--- PROMPT ---
Copy out the passage about tornado damage at St. John's Regional Medical Center in full, word for word.

*** Opening DOCUMENT TEXT ***

Damage became widespread and catastrophic at and around the nearby St. John's Regional Medical Center, which lost nearly every window on three sides, interior walls, ceilings, and part of its roof; its life flight helicopter was also blown away and destroyed. Loss of backup power caused five fatalities, and the building was damaged so severely that it was rendered completely non-functional and was later torn down. According to the NWS office in Springfield, Missouri, such extreme structural damage to such a large and well-built structure likely indicated winds at or exceeding 200 mph. Vehicles in the hospital parking lot were thrown into the air and mangled beyond recognition, including a semi-truck that was tossed 125 yd and wrapped completely around a debarked tree. Small pieces of debris from the hospital, including X-rays, medical reports, and dental records, were found in Greene and Polk counties many miles to the east. Wind-rowing of debris was noted in this area, and more concrete parking stops were removed from the St. John's parking lot. Virtually every house near McClelland Boulevard and 26th Street was flattened; some were swept completely away, and trees sustained severe debarking.

*** Closing DOCUMENT TEXT ***
*** Opening DATASET ***

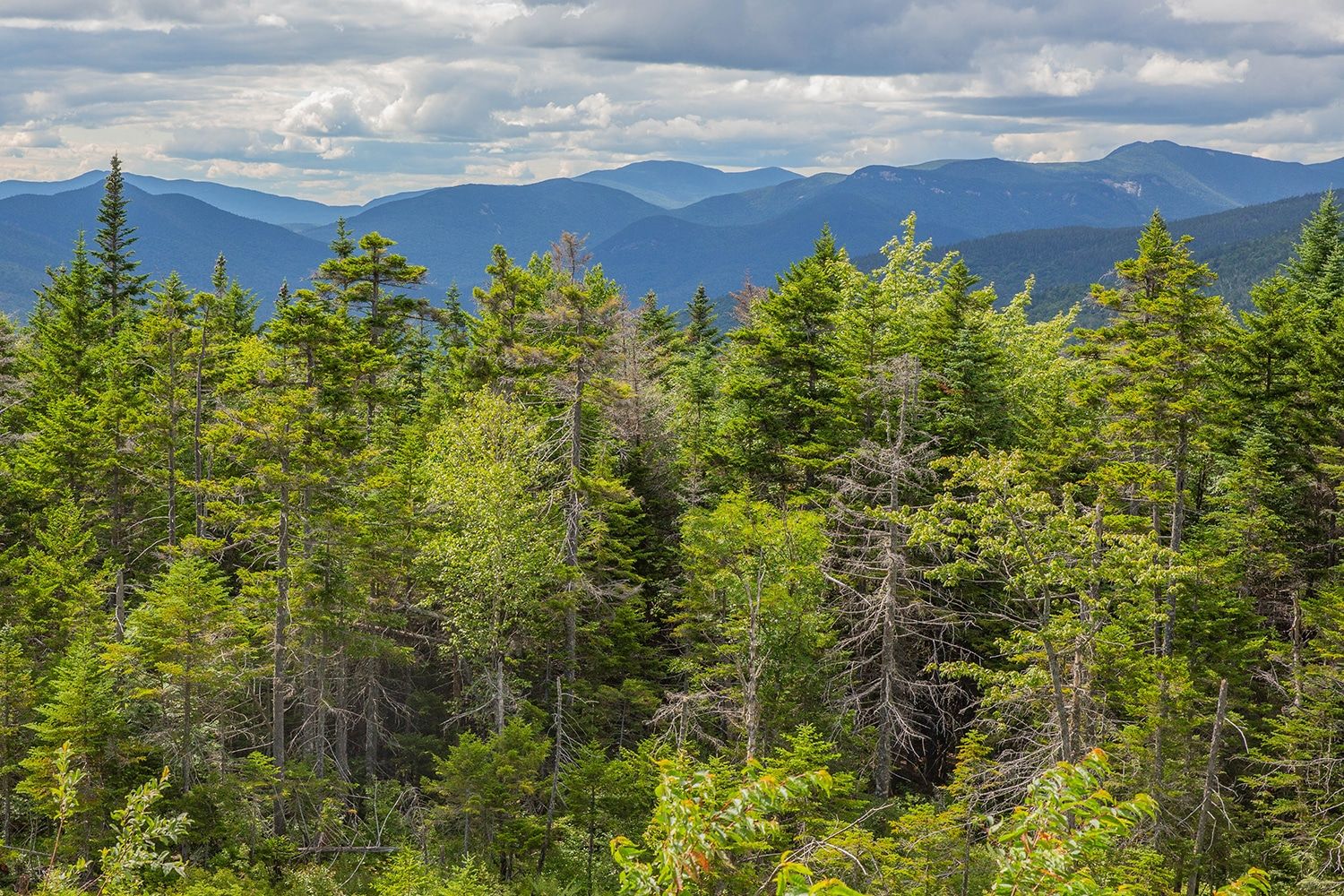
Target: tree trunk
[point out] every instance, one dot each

*** Closing DATASET ***
*** Opening DATASET ***

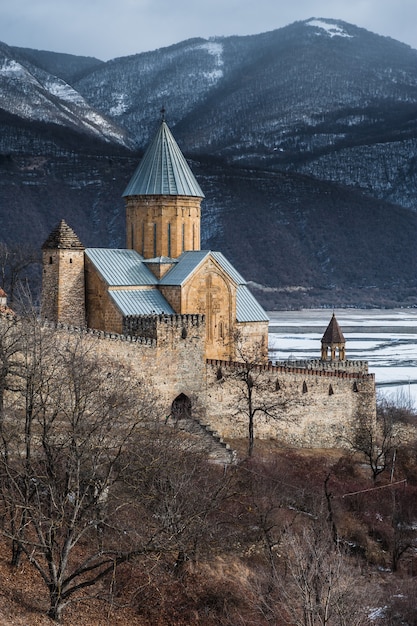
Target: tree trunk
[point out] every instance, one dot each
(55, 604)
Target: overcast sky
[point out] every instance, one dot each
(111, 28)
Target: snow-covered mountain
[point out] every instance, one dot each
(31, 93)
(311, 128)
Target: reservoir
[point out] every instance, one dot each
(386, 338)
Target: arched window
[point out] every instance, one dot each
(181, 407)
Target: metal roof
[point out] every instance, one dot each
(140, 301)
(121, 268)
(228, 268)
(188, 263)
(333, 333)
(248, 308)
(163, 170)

*** Closing DATASET ***
*** Opening DATASET ***

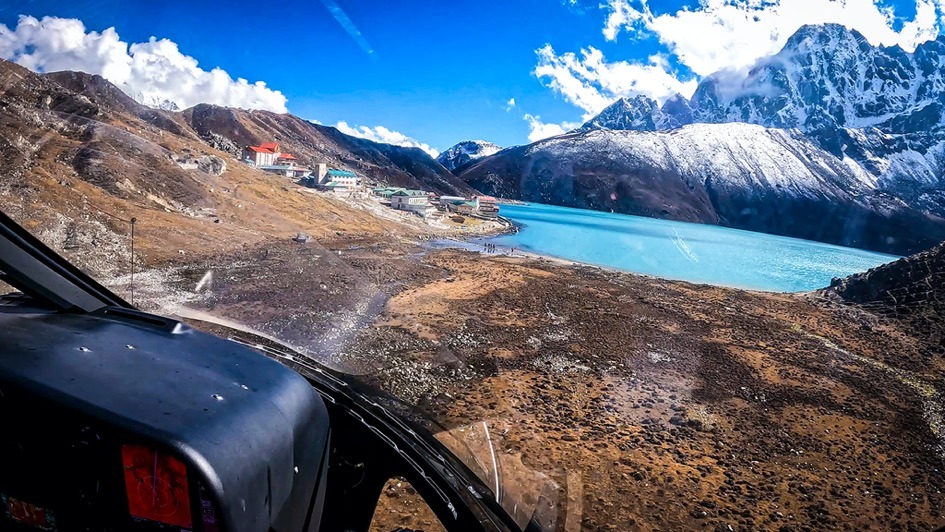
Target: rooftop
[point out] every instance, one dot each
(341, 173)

*** Closing DATASET ***

--- ANSWER FOR THE TASK ---
Damage became widespread and catastrophic at and around the nearby St. John's Regional Medical Center, which lost nearly every window on three sides, interior walls, ceilings, and part of its roof; its life flight helicopter was also blown away and destroyed. Loss of backup power caused five fatalities, and the building was damaged so severely that it was rendered completely non-functional and was later torn down. According to the NWS office in Springfield, Missouri, such extreme structural damage to such a large and well-built structure likely indicated winds at or exceeding 200 mph. Vehicles in the hospital parking lot were thrown into the air and mangled beyond recognition, including a semi-truck that was tossed 125 yd and wrapped completely around a debarked tree. Small pieces of debris from the hospital, including X-rays, medical reports, and dental records, were found in Greene and Polk counties many miles to the east. Wind-rowing of debris was noted in this area, and more concrete parking stops were removed from the St. John's parking lot. Virtually every house near McClelland Boulevard and 26th Street was flattened; some were swept completely away, and trees sustained severe debarking.